Lock and Load

Yesterday we went to a pistol firing range for the first time.  Today we upped the ante, and went to a machine gun firing range called Lock and Load!  We started out with nearly an hour of explanation of what the various gun choices were, and then training on how to stand and fire.

These were five of the machine guns we chose to fire

We each chose four guns to fire.  Both of us chose:

  1. HK UMP, 40 caliber from Germany
  2. FN Herstal SAW, 5.56 X 45 caliber NATO, from USA

Evelyn also fired:

  1. HK MP7A1, caliber 4.6 X 30 NATO, from Germany (used by Delta Force)
  2. HK 416, caliber 5.56 X 45 NATO from Germany (“the gun that killed Osama”)

Burt chose:

  1. Thompson (“Tommy”) Gun, 45 caliber from USA
  2. FN Herstal F2000, 5.56 X 45 caliber NATO from Belgium (“Bull Pup”)

REQUIREMENT:
In the post about the Lock and Load firing range, which two guns did both Evelyn and Burt choose to fire?

A block of data:
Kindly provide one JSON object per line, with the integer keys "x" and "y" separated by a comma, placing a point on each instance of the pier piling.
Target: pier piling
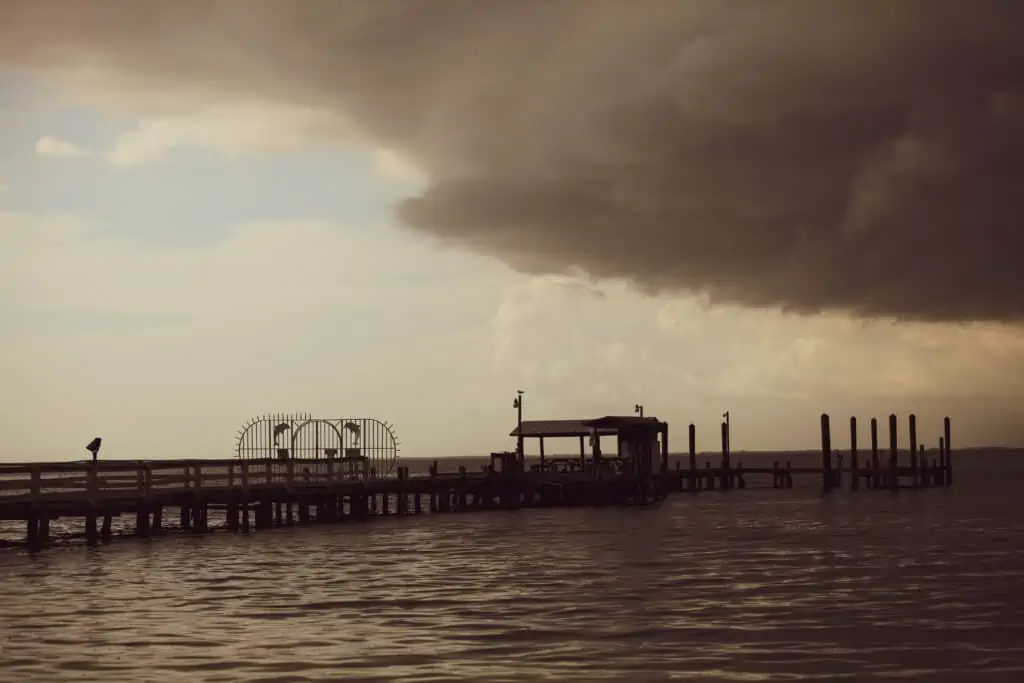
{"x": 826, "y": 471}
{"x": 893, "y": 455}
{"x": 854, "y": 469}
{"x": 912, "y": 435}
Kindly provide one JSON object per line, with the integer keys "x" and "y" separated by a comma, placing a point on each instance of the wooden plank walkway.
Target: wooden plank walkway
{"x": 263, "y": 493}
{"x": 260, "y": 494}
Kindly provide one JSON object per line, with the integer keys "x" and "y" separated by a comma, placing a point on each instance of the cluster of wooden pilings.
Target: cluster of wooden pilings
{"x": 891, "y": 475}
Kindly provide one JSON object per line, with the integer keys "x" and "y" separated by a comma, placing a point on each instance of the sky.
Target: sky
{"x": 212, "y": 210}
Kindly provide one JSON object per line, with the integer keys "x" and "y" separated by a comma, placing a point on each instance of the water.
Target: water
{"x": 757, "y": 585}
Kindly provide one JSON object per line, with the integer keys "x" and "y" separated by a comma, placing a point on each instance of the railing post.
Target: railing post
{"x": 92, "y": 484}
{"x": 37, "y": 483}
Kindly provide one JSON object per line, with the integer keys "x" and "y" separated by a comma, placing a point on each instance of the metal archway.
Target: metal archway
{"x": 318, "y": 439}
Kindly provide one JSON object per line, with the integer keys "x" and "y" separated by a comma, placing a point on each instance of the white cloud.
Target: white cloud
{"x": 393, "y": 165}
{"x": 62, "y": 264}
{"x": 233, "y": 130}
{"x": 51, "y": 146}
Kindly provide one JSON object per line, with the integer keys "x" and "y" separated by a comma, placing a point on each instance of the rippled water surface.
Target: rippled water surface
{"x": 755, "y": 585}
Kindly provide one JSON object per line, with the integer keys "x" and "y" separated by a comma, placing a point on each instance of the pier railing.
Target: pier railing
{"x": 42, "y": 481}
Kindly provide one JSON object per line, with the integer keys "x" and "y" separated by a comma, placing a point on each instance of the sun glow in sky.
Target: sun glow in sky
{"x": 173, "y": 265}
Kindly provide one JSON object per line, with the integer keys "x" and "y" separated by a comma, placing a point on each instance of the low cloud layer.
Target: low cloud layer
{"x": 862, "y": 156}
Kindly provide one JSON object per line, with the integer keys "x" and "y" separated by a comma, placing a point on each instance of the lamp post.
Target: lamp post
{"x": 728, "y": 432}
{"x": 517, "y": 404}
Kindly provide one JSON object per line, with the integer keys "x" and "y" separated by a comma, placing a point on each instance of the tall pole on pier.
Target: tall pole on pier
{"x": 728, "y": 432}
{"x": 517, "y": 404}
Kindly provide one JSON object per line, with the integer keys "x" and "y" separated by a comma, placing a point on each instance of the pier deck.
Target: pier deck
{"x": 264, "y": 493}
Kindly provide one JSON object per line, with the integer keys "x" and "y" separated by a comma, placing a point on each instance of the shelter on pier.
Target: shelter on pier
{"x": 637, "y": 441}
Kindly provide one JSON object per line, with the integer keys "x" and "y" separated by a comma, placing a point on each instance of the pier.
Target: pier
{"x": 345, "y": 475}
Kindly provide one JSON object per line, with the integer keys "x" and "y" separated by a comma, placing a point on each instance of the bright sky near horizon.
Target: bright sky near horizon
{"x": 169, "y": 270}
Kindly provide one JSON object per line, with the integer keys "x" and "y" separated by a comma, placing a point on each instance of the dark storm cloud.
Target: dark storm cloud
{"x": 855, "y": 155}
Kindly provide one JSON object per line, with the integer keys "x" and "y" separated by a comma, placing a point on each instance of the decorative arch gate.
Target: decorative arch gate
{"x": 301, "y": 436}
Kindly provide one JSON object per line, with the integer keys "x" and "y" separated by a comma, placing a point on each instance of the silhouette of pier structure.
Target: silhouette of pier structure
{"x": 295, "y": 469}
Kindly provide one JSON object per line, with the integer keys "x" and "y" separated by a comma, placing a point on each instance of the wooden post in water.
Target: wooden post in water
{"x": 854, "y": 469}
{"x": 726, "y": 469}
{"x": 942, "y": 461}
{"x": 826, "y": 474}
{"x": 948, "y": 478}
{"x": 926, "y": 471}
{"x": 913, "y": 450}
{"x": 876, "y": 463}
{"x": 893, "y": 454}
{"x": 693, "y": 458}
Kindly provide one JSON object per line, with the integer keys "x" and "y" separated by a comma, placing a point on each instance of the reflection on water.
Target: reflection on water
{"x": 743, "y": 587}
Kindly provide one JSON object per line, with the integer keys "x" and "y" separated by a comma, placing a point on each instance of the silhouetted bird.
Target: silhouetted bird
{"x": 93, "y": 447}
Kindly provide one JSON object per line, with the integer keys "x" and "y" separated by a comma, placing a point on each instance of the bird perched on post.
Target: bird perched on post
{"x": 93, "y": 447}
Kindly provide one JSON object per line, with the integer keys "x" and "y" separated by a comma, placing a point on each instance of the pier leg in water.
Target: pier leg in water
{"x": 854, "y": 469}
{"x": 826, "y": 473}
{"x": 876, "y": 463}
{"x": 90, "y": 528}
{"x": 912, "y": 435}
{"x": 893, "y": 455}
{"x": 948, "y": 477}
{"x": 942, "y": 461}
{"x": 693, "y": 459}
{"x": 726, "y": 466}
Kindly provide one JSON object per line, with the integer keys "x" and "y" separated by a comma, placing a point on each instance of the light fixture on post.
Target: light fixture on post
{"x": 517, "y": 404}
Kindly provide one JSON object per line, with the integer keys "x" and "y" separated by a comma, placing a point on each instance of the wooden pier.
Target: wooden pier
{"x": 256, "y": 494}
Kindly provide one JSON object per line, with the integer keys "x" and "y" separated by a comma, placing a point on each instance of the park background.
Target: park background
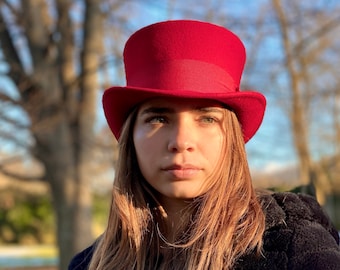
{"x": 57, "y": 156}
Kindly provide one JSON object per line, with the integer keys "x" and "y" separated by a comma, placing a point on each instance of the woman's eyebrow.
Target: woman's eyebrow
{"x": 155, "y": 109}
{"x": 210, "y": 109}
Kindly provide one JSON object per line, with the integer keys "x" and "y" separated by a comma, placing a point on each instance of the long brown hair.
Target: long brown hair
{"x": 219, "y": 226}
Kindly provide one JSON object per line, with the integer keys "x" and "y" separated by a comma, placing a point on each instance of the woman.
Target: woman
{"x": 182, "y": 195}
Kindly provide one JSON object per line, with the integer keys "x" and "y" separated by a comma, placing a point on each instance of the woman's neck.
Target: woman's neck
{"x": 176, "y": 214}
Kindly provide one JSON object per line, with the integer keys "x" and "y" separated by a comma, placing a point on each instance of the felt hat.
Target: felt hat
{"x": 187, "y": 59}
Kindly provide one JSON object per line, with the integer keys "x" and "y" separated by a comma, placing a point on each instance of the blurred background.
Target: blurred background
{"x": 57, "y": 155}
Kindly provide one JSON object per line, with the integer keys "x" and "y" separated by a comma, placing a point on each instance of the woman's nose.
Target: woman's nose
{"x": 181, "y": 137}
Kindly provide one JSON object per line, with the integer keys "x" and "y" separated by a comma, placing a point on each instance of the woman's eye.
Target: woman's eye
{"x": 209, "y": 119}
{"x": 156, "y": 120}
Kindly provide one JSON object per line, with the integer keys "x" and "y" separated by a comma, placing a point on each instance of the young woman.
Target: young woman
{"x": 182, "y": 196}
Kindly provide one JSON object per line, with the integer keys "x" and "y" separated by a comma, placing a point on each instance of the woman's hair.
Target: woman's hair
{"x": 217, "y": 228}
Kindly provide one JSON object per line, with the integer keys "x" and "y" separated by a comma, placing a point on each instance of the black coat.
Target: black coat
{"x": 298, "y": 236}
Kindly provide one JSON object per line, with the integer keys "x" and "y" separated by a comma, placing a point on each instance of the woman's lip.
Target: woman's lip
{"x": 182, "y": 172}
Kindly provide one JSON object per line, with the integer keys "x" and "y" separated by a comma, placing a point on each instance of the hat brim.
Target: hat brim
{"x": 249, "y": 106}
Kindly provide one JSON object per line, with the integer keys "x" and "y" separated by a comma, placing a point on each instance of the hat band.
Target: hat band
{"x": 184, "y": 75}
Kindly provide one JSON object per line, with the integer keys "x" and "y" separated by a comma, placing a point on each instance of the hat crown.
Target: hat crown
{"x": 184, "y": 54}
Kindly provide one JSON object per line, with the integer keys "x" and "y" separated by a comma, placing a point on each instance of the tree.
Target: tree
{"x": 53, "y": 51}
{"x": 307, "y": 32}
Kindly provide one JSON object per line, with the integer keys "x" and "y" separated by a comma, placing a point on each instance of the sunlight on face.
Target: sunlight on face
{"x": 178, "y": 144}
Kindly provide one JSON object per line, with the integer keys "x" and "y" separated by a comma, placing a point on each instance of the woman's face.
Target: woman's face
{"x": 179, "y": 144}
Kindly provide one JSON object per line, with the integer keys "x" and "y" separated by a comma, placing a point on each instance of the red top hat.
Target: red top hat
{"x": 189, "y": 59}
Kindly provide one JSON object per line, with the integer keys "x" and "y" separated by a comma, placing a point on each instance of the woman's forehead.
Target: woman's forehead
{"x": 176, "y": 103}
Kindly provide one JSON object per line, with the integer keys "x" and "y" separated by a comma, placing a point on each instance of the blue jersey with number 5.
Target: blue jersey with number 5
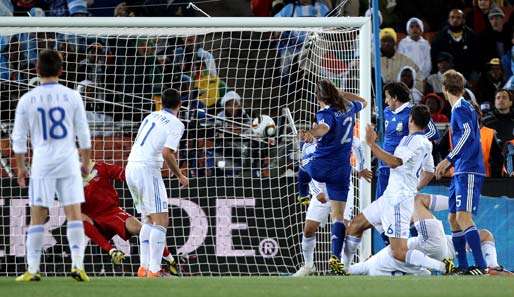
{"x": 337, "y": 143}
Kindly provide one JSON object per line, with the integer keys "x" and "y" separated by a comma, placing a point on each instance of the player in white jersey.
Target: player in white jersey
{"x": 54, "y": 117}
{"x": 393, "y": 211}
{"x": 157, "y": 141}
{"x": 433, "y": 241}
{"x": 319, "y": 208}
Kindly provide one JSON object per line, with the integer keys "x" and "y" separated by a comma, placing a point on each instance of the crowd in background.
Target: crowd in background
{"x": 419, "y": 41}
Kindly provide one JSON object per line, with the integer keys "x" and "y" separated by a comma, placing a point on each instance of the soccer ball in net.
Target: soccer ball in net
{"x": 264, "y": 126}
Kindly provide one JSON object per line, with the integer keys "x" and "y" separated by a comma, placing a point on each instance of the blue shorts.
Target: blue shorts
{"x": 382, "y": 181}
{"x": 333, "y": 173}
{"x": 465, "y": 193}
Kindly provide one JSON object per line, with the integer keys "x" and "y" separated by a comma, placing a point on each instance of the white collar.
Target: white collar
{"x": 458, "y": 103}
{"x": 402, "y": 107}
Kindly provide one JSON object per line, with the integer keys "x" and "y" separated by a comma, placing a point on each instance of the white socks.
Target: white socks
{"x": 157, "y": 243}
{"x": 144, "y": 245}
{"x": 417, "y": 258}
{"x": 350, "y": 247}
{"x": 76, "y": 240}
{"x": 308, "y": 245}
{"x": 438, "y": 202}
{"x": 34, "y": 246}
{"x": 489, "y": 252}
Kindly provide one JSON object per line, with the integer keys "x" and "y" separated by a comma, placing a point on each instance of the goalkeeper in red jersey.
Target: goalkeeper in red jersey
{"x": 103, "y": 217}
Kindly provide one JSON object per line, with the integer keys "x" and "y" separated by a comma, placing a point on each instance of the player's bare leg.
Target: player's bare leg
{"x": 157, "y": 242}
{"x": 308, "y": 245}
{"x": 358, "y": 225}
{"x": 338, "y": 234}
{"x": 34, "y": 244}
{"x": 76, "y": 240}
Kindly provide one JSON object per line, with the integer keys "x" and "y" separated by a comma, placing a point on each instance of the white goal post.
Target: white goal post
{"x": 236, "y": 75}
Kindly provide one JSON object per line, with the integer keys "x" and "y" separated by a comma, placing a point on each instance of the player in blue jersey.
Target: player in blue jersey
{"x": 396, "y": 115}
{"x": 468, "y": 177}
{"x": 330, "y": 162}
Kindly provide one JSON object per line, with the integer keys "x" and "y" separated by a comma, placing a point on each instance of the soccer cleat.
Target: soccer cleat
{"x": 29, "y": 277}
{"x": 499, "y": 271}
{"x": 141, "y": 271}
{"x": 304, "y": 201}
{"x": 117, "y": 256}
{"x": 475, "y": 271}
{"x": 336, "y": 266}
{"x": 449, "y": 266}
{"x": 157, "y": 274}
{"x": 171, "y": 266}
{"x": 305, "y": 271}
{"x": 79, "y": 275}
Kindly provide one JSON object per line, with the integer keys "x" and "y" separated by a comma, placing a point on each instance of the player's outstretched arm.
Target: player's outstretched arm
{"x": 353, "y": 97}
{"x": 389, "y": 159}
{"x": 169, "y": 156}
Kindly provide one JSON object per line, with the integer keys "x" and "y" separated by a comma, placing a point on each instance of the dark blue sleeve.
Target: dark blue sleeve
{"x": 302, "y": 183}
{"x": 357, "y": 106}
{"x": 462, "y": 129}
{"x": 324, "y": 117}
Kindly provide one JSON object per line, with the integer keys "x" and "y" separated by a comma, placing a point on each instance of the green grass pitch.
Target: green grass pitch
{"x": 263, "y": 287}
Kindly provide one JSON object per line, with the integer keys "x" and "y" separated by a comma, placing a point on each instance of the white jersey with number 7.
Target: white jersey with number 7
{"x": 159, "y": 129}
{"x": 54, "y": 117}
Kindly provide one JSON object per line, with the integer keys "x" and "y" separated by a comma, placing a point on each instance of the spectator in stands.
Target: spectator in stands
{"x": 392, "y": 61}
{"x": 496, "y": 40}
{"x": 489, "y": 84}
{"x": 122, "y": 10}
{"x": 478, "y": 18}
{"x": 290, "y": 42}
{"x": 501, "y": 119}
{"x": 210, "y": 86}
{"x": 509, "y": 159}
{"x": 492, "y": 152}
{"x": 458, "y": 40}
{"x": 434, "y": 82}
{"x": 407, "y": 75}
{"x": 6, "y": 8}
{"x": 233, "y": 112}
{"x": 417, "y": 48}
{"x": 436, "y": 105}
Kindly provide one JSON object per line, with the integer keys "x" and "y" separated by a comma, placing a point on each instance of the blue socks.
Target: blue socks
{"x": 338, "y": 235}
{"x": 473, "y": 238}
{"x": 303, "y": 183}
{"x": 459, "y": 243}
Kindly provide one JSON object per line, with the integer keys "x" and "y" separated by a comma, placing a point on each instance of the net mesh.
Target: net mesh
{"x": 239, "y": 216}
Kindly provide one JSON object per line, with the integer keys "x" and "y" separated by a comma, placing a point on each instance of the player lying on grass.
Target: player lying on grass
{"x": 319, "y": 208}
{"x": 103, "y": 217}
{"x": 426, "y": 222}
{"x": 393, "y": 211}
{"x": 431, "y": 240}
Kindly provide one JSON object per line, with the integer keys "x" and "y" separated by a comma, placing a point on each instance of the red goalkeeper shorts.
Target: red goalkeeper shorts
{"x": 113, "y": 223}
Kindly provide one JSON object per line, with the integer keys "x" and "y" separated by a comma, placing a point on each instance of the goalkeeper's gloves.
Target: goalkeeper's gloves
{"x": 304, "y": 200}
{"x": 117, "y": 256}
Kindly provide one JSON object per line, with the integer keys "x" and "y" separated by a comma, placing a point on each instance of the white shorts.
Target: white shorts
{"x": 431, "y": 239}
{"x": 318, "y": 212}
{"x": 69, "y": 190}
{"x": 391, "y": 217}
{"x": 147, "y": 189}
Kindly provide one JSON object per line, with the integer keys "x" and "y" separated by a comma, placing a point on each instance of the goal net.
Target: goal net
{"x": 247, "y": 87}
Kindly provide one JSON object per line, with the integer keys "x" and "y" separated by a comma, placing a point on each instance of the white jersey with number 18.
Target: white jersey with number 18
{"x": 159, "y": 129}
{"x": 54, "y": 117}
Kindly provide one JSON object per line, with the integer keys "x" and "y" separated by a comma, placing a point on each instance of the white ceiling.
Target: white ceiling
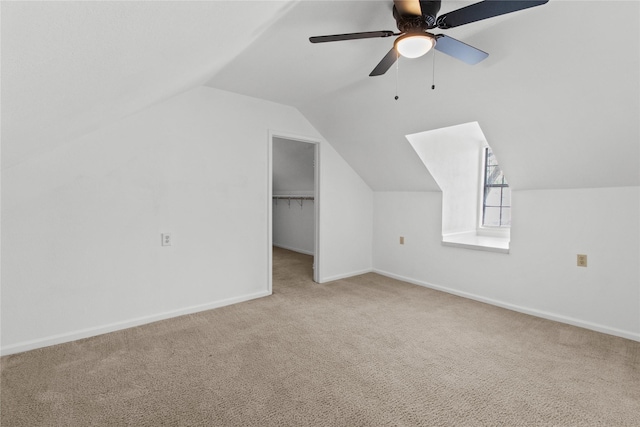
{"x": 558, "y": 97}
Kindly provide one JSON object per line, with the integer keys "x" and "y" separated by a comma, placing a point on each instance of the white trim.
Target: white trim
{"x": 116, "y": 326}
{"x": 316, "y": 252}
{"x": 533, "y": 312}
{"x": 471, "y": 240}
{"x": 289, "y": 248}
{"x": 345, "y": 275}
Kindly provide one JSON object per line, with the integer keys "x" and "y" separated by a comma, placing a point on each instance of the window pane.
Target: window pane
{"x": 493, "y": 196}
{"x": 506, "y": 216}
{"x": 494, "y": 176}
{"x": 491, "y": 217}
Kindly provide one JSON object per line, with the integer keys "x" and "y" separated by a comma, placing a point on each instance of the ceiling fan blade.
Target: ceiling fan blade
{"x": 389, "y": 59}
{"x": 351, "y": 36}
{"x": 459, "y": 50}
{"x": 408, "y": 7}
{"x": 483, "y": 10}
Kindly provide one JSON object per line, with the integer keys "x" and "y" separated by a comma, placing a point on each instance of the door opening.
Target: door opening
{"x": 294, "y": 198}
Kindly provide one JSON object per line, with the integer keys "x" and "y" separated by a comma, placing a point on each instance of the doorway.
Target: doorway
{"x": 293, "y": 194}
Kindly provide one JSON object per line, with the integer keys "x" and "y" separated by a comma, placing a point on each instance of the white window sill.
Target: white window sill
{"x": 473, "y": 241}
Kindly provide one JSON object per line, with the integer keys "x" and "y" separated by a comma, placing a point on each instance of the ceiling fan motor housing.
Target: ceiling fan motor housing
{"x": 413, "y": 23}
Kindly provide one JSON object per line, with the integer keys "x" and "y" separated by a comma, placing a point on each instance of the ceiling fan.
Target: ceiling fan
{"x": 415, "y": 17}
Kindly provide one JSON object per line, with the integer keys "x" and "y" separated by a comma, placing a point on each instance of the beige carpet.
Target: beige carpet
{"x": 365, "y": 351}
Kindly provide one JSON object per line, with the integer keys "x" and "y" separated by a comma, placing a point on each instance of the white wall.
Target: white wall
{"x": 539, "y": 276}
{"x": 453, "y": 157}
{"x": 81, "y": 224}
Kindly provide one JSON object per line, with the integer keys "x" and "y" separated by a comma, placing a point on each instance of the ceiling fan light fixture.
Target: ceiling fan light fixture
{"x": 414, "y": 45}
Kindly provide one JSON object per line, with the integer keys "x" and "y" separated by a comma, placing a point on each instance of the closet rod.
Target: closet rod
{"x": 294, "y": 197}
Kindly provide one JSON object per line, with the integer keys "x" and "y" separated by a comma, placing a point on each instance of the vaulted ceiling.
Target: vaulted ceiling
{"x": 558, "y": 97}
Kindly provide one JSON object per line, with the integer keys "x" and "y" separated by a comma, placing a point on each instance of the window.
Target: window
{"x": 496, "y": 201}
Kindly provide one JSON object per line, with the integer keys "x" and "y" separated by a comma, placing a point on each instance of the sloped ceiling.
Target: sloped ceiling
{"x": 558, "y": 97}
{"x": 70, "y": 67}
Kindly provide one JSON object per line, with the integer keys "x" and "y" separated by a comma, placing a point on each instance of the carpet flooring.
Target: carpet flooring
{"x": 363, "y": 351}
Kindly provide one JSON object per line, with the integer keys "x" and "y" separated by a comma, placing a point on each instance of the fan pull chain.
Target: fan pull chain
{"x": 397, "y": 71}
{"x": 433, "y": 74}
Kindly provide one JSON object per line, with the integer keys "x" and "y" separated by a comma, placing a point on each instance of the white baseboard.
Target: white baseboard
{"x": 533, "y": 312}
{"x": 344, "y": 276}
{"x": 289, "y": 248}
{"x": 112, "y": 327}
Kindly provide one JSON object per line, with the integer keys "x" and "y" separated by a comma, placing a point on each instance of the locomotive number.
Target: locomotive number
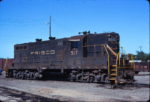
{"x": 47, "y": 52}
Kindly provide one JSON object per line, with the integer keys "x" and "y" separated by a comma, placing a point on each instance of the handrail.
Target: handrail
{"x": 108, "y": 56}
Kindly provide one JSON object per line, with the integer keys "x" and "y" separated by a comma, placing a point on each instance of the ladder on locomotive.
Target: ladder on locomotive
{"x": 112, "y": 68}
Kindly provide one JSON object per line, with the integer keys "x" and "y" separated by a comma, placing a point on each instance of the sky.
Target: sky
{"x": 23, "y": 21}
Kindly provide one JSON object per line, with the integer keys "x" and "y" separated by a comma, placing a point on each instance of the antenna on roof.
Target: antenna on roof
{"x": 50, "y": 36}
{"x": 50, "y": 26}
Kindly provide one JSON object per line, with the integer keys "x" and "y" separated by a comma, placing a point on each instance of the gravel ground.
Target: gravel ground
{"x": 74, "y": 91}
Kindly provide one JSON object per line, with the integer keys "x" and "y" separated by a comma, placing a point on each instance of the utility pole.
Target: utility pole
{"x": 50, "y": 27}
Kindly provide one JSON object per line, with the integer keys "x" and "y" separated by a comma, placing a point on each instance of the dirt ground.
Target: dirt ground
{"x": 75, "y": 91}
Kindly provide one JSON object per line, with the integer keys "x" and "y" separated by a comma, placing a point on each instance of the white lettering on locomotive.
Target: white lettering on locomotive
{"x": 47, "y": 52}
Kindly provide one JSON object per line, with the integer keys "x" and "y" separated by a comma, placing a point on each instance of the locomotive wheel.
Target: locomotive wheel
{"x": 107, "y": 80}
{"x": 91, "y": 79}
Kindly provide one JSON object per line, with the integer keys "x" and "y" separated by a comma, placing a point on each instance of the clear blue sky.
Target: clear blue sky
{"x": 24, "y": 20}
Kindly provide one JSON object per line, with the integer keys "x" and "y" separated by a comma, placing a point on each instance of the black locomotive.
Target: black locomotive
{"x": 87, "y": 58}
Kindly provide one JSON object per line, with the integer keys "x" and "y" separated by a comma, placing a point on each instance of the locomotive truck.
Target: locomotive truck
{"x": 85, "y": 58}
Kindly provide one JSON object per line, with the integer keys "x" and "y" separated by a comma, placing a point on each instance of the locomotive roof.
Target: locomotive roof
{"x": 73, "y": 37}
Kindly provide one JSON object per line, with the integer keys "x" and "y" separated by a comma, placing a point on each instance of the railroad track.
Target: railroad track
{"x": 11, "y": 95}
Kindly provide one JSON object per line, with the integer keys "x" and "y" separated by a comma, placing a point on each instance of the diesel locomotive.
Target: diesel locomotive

WRITTEN RESPONSE:
Both chose the HK UMP and the FN Herstal SAW.